Consigne 1: Selon l'extrait présenté, à quelle date le projet de manuel d'histoire commun germano-polonais est-il officiellement lancé ?

Après 1989 et jusqu’au début des années 2000, la commission se concentre sur la publication de recueils de sources historiques inédites. Le dialogue s’approfondit au fil du temps : partant d’une opposition flagrante sur des sujets comme les expulsions à l’issue de la Seconde Guerre mondiale, le rôle de l’Ordre des Chevaliers teutoniques ou l’importance de la Bataille de Grunwald/Tannenberg33 – qui donne son titre à cet article – au Moyen-Âge, la commission est peu à peu devenue un lieu de convergences. Habitués à discuter ensemble, ses membres ont développé une culture du travail en interaction. Les histoires nationales incompatibles se sont muées en perspectives variées, puis en une mise en récit commun de l’histoire. Inhérent au format d’un manuel scolaire, ce récit est toutefois partiel et orienté vers un public précis : les élèves du secondaire. Limité par la rédaction d’un supplément national polonais pour répondre aux spécificités du programme scolaire, il n’en demeure pas moins un instrument de coopération transnational novateur.
Genèse immédiate du projet
Lorsque le ministre allemand des Affaires étrangères Frank-Walter Steinmeier propose à son homologue polonais de mettre en place un projet de manuel commun d’histoire, il place la démarche dans le sillage du manuel franco-allemand dont le premier volume est publié la même année :
« Il n’y a pas si longtemps, nous avons réussi pour la première fois à publier un manuel d’histoire commun germano-français, qui est utilisé dans les écoles des deux pays. Peut-être n’est-il pas impossible d’élaborer à moyen terme un manuel d’histoire commun germano-polonais qui nous aide à mieux nous comprendre mutuellement34 ».
Le gouvernement polonais d’alors, dirigé par le PiS, ne répond pas à la suggestion. Cependant, l’arrivée au pouvoir de la PO de Donald Tusk en 2007 donne lieu à une relance des relations polono-allemandes, toujours dans une optique de rapprochement, voire de réconciliation35. Le nouveau gouvernement soutient aussitôt la proposition de Steinmeier et le projet est officiellement lancé en mai 2008. Sa réalisation est confiée à la commission polono-allemande sur les manuels scolaires, qui s’est imposée comme l’institution évidente pour mettre en place un tel programme, malgré une première hésitation36. La commission a cherché à justifier sa légitimité, en insistant sur son expertise ancienne37 et sur l’étude de faisabilité détaillée déjà réalisée par le secrétaire scientifique allemand de la commission38.

Données fournies:

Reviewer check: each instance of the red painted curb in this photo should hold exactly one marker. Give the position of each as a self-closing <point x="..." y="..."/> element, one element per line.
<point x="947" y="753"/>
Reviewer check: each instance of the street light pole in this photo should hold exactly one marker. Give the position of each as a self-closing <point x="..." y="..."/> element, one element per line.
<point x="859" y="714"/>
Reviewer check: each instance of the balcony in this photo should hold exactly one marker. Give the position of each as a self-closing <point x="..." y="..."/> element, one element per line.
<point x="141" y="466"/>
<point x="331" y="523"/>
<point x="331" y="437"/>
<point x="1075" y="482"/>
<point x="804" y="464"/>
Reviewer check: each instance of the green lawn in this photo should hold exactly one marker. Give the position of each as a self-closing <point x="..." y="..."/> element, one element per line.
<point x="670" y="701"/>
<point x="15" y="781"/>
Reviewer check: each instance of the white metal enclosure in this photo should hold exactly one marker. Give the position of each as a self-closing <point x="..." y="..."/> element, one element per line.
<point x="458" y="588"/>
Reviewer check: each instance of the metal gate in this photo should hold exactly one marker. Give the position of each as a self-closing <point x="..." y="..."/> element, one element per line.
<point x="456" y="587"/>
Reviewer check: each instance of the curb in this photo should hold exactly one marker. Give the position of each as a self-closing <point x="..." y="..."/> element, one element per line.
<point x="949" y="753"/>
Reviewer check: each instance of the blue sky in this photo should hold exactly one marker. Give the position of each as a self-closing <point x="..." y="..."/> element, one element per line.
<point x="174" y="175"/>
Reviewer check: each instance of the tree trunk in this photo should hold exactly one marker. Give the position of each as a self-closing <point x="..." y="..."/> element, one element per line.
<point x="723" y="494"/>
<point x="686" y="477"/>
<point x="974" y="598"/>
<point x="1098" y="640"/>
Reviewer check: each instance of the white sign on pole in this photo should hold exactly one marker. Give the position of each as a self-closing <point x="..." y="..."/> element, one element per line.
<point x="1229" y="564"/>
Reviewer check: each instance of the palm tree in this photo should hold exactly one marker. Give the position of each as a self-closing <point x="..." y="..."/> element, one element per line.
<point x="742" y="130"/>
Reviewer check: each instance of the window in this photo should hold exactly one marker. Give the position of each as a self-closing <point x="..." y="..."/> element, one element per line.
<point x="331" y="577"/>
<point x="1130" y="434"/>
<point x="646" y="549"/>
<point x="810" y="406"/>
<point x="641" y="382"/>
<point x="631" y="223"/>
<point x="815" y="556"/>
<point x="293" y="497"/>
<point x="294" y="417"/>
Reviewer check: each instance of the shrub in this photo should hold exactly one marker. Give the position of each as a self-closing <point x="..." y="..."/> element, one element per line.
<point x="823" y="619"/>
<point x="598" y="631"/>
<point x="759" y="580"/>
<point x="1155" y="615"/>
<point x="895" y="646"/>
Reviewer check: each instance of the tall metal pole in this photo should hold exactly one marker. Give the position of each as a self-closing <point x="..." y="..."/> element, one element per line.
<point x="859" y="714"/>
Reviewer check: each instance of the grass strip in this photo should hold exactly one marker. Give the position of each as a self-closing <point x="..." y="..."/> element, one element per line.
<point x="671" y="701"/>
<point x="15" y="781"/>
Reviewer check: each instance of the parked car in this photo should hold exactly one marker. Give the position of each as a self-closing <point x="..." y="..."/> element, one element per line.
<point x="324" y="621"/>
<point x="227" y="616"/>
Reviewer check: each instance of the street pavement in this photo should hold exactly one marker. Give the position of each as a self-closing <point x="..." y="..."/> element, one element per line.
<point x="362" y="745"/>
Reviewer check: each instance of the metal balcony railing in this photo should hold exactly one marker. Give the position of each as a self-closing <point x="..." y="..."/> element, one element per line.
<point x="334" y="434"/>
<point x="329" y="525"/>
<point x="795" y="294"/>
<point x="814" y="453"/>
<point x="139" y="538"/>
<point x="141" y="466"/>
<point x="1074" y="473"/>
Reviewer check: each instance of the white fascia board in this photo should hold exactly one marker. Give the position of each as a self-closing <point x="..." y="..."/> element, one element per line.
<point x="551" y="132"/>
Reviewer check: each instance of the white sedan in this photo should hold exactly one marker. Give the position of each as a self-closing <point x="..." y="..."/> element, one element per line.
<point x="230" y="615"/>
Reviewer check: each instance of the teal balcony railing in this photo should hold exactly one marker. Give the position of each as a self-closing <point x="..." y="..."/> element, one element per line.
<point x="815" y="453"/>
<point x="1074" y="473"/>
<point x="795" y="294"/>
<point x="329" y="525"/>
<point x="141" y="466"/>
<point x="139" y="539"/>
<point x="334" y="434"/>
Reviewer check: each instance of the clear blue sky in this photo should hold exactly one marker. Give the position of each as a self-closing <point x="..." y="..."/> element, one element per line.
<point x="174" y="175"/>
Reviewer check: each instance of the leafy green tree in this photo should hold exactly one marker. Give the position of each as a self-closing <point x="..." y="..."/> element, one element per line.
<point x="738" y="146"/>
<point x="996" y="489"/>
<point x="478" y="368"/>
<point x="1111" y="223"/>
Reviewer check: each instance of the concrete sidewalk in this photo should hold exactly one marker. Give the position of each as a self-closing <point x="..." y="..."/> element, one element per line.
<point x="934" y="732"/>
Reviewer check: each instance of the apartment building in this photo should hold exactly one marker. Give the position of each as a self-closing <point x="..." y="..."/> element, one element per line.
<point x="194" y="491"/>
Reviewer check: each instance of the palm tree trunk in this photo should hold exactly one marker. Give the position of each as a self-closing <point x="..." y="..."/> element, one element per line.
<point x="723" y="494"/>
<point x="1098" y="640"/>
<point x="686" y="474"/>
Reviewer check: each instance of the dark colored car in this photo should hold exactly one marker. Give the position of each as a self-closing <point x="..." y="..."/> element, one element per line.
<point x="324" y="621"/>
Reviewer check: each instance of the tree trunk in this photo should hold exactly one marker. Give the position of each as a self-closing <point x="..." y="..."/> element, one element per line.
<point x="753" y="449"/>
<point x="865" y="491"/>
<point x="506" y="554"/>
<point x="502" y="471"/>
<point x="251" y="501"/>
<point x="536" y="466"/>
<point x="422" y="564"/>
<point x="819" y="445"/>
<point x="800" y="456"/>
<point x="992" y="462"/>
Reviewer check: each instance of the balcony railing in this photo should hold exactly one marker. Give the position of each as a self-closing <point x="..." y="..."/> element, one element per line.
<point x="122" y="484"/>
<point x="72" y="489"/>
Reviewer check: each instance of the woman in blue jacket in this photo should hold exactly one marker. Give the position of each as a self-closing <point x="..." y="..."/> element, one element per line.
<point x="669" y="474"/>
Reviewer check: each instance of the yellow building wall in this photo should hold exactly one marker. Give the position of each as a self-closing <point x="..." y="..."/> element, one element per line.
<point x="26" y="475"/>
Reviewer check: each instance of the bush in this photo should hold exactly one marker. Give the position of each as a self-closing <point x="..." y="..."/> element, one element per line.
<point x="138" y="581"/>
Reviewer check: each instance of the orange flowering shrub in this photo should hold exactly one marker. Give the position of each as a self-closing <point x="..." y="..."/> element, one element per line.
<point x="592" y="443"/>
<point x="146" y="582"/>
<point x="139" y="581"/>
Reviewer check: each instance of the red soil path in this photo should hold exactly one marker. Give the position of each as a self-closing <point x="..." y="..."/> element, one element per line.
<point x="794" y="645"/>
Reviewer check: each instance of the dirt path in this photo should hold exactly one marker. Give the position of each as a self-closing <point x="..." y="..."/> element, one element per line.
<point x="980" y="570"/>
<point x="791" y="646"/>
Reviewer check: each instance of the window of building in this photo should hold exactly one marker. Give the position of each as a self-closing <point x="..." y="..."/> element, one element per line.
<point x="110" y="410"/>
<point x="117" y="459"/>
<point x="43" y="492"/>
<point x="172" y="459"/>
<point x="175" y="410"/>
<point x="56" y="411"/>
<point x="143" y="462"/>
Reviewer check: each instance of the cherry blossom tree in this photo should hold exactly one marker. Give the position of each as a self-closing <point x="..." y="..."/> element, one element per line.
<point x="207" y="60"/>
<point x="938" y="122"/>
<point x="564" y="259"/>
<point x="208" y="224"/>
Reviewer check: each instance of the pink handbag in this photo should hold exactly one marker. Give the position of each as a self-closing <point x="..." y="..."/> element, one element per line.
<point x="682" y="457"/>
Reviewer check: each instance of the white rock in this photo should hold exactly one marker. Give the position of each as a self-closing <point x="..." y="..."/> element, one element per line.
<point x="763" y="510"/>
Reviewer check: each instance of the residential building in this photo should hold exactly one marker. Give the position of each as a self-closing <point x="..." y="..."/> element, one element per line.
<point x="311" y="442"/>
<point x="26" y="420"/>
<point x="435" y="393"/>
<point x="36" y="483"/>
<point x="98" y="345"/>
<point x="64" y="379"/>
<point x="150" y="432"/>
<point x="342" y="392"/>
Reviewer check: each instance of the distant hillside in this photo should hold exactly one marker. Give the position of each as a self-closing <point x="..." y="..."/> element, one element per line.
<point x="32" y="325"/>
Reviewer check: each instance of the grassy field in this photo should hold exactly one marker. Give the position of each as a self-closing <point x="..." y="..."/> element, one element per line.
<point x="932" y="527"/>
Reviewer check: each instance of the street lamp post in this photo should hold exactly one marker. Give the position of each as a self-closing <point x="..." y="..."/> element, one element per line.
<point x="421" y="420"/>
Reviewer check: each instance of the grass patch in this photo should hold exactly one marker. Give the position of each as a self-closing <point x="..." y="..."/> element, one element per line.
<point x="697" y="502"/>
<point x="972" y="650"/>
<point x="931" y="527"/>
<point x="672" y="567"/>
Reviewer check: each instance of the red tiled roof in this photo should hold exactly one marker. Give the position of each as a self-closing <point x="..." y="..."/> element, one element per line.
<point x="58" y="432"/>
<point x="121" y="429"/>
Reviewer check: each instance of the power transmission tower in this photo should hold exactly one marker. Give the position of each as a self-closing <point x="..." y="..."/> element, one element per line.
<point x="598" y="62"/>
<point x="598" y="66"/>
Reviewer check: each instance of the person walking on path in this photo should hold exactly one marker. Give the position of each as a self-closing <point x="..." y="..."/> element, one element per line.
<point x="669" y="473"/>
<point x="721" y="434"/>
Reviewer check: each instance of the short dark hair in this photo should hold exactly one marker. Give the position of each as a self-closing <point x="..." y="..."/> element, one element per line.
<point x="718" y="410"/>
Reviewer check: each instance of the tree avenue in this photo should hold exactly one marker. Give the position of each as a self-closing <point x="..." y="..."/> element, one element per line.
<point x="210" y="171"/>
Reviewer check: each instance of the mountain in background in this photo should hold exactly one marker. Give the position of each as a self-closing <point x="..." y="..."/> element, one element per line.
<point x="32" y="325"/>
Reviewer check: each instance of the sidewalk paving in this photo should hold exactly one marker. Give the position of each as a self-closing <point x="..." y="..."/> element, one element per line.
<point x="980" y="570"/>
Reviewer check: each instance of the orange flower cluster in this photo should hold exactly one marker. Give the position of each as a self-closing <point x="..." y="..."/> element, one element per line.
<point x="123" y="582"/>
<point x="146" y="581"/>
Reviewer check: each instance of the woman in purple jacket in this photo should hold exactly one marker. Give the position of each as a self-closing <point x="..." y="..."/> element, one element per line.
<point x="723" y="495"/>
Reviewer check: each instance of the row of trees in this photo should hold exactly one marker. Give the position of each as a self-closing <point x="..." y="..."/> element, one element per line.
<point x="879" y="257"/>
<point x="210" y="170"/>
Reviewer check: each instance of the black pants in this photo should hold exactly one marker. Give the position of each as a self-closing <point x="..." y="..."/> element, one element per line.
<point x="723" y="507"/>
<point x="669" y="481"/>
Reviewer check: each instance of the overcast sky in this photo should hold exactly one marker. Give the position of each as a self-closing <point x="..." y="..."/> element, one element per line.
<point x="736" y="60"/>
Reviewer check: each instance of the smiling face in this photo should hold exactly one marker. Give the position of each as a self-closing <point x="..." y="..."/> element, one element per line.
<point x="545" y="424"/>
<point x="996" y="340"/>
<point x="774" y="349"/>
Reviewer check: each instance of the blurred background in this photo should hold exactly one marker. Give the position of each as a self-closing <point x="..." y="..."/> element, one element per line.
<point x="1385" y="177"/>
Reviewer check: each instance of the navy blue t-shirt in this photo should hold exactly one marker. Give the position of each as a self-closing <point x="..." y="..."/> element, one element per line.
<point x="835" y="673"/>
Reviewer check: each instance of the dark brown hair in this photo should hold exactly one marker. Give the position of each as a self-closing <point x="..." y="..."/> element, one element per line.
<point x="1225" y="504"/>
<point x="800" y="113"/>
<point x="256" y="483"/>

Consigne 2: Relevez chaque ligne des enregistrements contenant la chaîne « tower » et recopiez-la intégralement.

Solution proposée 1: En mai 2008.

Solution proposée 2:
Reviewer check: each instance of the power transmission tower in this photo should hold exactly one marker. Give the position of each as a self-closing <point x="..." y="..."/> element, one element per line.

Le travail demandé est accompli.